**ACTION ITEM:** Please copy the Bible-reading text word for word.

**TEXT UNDER STUDY:**
□ □ □ □ □

This is a really a lot of fun, if you want to go through the whole Bible in a year. Ideally, find a partner who is willing to do this with you. Start in Genesis, read four chapters, and text each other one single idea that stood out. It could be a question, an insight, a problem, a praise—just one thought. There will be days when it will be really hard to narrow it down to one single thought, and other days when you will find it hard to generate a thought of any kind. Don’t feel like you need to resolve everything; the purpose of this year is to build a great foundation. You can bea novice or a seasoned follower of Jesus—this exercise is great to repeat with fresh eyes. Highlight in your Bible the texts that speak to you or intrigue you. When there is a puzzle or question, place a question mark by the text (or an exclamation mark if you were surprised). Using a pen/pencil with the text brings another level of engagement that increases your concentration.

□ □ □ □ □

**RECORDS:**
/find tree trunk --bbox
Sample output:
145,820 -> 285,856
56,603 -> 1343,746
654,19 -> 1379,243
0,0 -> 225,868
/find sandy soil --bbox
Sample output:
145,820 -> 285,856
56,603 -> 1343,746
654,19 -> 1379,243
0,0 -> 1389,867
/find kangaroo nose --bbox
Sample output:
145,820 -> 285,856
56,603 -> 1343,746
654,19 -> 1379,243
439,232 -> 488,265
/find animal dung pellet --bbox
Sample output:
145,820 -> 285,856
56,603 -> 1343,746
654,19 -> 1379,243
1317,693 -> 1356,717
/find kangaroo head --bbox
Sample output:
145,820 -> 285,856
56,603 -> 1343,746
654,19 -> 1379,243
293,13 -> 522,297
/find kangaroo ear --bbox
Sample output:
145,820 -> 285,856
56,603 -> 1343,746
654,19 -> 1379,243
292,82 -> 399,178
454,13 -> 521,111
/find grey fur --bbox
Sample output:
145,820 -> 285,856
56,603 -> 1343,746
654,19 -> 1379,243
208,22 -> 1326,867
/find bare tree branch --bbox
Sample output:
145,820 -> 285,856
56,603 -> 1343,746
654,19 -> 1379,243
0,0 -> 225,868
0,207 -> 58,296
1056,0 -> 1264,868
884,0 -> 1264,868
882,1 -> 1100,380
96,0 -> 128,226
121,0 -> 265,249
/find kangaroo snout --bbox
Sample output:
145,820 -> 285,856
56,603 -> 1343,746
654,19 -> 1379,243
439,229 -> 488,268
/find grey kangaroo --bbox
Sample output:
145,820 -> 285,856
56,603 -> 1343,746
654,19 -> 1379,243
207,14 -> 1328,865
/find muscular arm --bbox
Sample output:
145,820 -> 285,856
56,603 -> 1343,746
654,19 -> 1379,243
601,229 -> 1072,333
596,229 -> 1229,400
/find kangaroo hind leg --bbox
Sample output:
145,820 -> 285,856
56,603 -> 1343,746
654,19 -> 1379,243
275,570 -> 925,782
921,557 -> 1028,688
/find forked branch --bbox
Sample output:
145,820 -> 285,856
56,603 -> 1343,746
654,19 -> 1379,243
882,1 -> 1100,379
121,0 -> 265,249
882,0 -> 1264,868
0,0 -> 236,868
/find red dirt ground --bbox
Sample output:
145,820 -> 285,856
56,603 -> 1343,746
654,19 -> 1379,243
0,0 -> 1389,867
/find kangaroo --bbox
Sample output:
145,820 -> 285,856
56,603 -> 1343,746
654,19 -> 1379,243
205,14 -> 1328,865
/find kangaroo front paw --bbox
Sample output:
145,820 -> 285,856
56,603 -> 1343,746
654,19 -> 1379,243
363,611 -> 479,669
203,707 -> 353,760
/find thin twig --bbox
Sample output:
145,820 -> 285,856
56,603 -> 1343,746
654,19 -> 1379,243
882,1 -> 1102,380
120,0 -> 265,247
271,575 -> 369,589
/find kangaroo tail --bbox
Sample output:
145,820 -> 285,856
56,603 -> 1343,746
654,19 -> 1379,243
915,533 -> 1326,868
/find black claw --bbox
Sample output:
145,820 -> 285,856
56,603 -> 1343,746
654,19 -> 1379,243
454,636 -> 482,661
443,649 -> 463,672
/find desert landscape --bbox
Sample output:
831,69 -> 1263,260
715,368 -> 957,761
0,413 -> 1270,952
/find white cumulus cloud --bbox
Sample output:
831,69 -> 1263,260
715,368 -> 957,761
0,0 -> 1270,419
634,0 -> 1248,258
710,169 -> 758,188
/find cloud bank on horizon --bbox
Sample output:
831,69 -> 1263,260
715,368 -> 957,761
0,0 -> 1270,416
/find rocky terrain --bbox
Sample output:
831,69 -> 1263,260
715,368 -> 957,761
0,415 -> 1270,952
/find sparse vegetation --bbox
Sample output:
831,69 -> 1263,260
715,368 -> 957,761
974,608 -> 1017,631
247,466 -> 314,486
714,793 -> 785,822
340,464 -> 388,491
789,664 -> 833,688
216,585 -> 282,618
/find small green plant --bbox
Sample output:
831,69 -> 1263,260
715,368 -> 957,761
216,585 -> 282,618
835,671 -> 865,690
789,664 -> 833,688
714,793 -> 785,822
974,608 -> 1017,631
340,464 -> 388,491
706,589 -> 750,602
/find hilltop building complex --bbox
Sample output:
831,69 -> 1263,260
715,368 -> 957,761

□ □ □ □ □

**ANSWER FOR THE TASK:**
This is a really a lot of fun, if you want to go through the whole Bible in a year. Ideally, find a partner who is willing to do this with you. Start in Genesis, read four chapters, and text each other one single idea that stood out. It could be a question, an insight, a problem, a praise—just one thought. There will be days when it will be really hard to narrow it down to one single thought, and other days when you will find it hard to generate a thought of any kind. Don’t feel like you need to resolve everything; the purpose of this year is to build a great foundation. You can bea novice or a seasoned follower of Jesus—this exercise is great to repeat with fresh eyes. Highlight in your Bible the texts that speak to you or intrigue you. When there is a puzzle or question, place a question mark by the text (or an exclamation mark if you were surprised). Using a pen/pencil with the text brings another level of engagement that increases your concentration.